Sunday, August 3, 2008
Harvest season
Friends of mine decided to up and move from city life in Paris and invested in farm life in Tuscany. They bought an old home and have spent the past two years learning how to be olive oilers. Wine harvest season is generally in October, but for olive growers it is generally in December. It is believed that by December, olives are ripe and juicy enough to fall naturally from the trees, thereby producing the greatest amount of oil. [btw: nets are laid down in late October to start catching the olives so you can avoid all the hand picking.] The December time frame is for everyone BUT the people who live in Tuscany who espouse the virtues of a blended oil (ripe olives are mixed with some of their greener brethren.) This is an example of supreme rationalization. Harvesting olives in December (at least in Tuscany) means wearing winter jackets and gloves and standing out in the cold for hours. Harvesting in November means light jackets and sunny days. This is probably why I could never be an olive oil tycoon. I imagine no one would want to buy an olive oil that was harvested in September (when I would still be wearing shorts!)
Saturday, August 2, 2008
The hunt for tartufo

Tuesday, July 29, 2008
No Country for Old Cows

For a place where eating meat and cheese are national pasttimes, I have seen only two cows. The rolling hillsides are perfect for uddered animals, yet none roam. It seems that, in Italy, cows do not get put out to pasture as land is at a premium (better suited for growing grapes or olives). While the thought of cows living their lives indoors unsettles me, I seem to quickly forget my qualms as I drown my breadstick in tallegio. I guess I will never be a spokesperson for PETA.
Sunday, July 27, 2008
Spineto Scrivia



At night, parents frolic with their children in tow, and when it gets too late .. well, kids are resourceful!
Highlights from the Emilia-Romagna Region


Castell Arquato is a medieval town tucked between the rolling hills that this region is known for. The town is small and all roads leading up to the castle are steep and cobble stoned. I wonder what happens to the people who live here when it rains. Perhaps they all head to Casa Benna.



Saturday, July 26, 2008
How to not look American when ordering Italian coffee
You might think you are a whiz at navigating through the Starbucks size system, and you might have firm opinions on whether to freeze or not freeze your coffee beans, but for all your java mojo, you will look like a jerk if you come to Italy and order an Cafe Americano. But the problem is, sometimes you just want a plain cup of black coffee. Here is how to get it done without revealing your national identity. Order an espresso, wait a beat and then pretend to remember that you also need some hot water (maybe you are one of those types who drink their water hot). Give the motion for another, bigger cup (in case your Italian is not up to snuff, this is where charades comes in handy) ... for all the waiter knows, you might be ordering the hot water for someone else who might be joining you. Once all is said and done, take the bigger cup, pour your expresso into it, pour in a healthy splash of the aqua caldo and viola: black coffee without looking like an American goofball.

* * * *

* [Written exercise] Write out the stretch of the blog from "Highlights from the" through "to Casa Benna." again, substituting "narrow" for "steep".

* * * *

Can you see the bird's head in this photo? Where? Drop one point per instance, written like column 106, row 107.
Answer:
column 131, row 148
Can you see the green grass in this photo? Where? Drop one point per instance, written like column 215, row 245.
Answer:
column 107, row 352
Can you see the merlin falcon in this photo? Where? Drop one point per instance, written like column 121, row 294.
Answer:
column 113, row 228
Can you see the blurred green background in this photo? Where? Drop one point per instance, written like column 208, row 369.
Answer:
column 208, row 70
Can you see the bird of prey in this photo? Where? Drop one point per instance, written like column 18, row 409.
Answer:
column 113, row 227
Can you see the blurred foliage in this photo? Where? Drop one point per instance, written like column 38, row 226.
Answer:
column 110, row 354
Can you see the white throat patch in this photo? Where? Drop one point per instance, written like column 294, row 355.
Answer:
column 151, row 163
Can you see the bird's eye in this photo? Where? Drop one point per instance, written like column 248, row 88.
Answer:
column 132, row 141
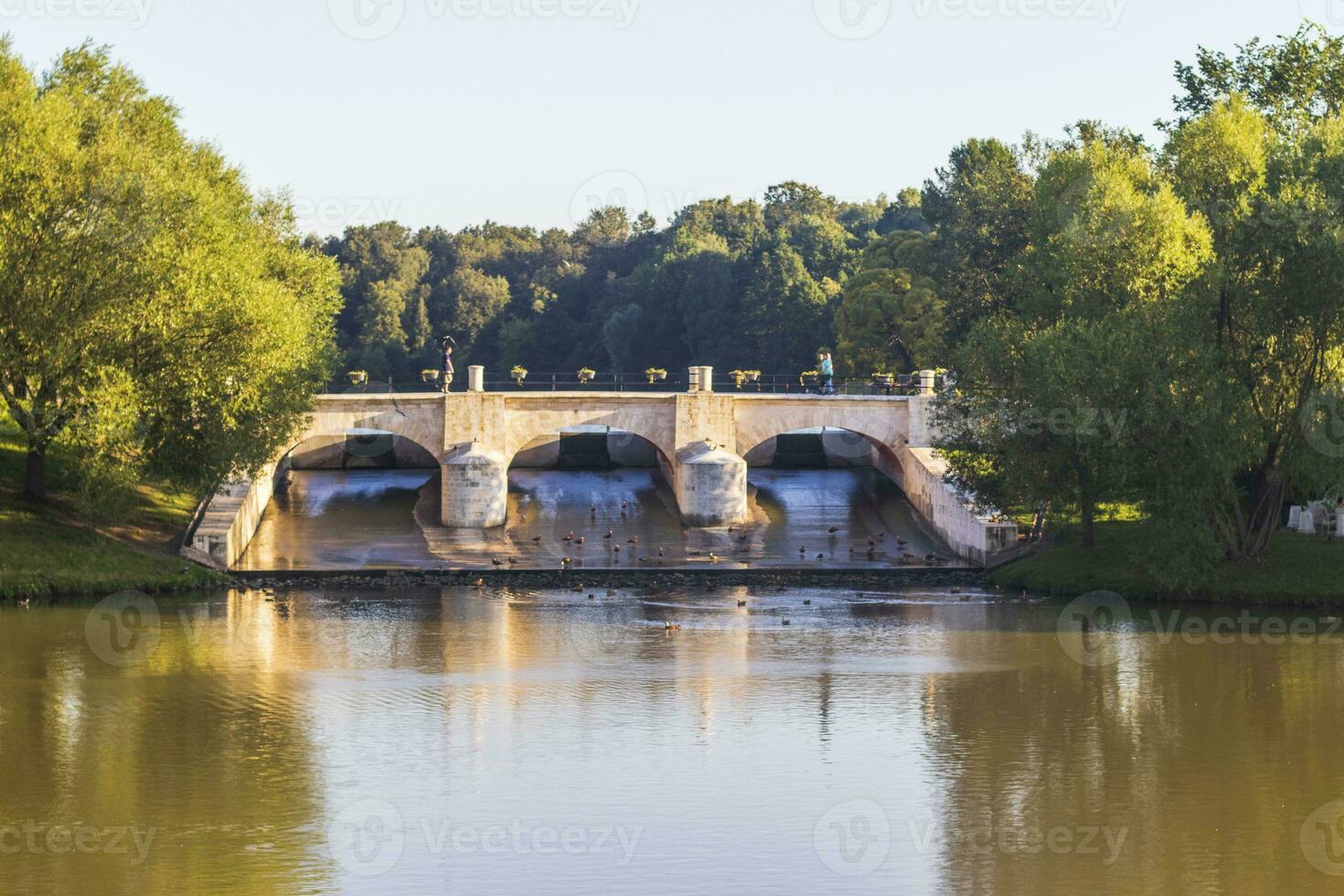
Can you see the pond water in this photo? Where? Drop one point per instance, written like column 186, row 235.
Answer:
column 497, row 741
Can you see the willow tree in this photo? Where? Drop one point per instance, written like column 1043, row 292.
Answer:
column 1055, row 398
column 152, row 311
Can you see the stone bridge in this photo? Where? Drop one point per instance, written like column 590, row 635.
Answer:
column 702, row 440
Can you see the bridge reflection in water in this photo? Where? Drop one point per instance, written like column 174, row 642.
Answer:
column 389, row 517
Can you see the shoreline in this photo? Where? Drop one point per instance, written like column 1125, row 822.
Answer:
column 606, row 578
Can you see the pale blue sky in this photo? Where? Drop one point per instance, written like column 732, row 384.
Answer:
column 489, row 109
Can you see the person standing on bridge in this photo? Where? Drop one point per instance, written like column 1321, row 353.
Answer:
column 448, row 361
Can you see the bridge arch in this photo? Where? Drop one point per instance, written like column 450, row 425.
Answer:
column 528, row 421
column 417, row 421
column 884, row 423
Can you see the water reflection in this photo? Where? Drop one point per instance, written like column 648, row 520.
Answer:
column 921, row 738
column 389, row 518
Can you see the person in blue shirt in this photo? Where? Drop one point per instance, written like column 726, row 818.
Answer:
column 448, row 363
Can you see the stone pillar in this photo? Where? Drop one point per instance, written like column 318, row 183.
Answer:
column 475, row 488
column 711, row 486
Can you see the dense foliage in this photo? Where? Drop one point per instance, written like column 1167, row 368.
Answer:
column 154, row 314
column 731, row 283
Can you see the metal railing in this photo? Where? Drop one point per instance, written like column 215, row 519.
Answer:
column 613, row 382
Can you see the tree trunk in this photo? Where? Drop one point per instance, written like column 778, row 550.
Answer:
column 1089, row 515
column 35, row 480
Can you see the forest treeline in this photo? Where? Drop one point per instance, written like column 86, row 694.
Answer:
column 731, row 283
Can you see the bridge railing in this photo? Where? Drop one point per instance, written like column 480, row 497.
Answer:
column 617, row 382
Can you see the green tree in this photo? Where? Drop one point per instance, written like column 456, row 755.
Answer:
column 784, row 317
column 1272, row 315
column 978, row 205
column 891, row 316
column 151, row 309
column 1292, row 82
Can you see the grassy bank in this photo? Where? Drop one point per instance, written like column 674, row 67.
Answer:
column 51, row 549
column 1296, row 570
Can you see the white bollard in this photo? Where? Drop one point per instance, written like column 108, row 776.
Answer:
column 928, row 380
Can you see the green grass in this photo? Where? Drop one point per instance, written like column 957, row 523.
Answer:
column 1295, row 570
column 50, row 549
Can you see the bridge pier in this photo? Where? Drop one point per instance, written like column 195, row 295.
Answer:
column 711, row 486
column 475, row 488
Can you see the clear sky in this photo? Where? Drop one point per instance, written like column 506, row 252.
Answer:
column 528, row 112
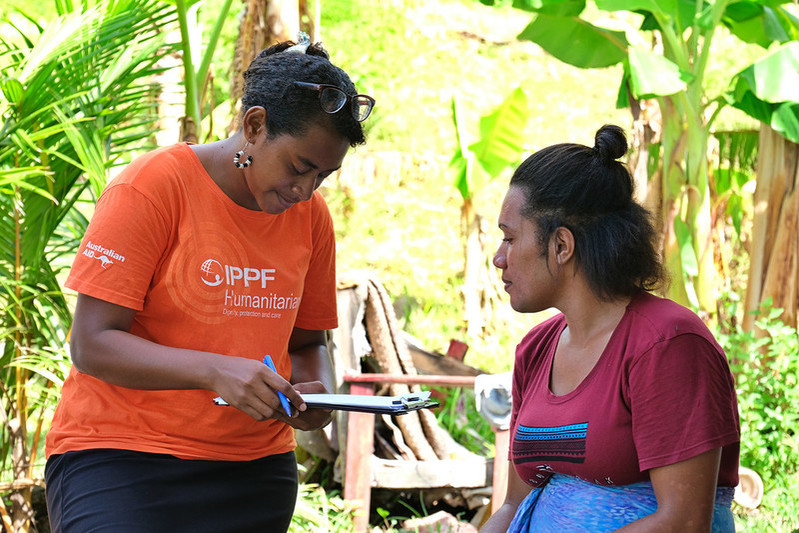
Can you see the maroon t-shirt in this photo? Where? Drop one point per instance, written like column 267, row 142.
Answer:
column 660, row 393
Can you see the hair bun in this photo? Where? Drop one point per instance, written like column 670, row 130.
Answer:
column 610, row 143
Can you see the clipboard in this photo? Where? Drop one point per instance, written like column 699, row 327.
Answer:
column 392, row 405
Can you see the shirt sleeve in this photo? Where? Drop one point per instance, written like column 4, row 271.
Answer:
column 682, row 398
column 121, row 249
column 318, row 308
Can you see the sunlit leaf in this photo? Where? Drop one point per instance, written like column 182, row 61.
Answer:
column 577, row 42
column 653, row 75
column 501, row 140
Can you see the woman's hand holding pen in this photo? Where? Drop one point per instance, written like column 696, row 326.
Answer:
column 252, row 387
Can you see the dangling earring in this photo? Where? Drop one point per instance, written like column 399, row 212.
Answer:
column 239, row 154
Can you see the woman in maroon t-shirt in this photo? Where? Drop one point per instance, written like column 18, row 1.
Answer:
column 624, row 408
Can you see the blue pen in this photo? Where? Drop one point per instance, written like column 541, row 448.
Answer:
column 283, row 400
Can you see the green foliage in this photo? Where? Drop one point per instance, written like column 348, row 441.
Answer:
column 459, row 416
column 768, row 90
column 766, row 368
column 320, row 511
column 74, row 99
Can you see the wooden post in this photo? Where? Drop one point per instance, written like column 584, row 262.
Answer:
column 360, row 445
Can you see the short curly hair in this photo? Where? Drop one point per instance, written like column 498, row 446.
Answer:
column 269, row 83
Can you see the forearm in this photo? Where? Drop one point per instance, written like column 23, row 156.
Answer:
column 123, row 359
column 311, row 362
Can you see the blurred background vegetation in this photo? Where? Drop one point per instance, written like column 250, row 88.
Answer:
column 436, row 68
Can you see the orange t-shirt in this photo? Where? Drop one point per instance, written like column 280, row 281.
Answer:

* * * *

* [Written answer]
Highlights from the Emilia-Romagna Region


Castell Arquato is a medieval town tucked between the rolling hills that this region is known for. The town is small and all roads leading up to the castle are narrow and cobble stoned. I wonder what happens to the people who live here when it rains. Perhaps they all head to Casa Benna.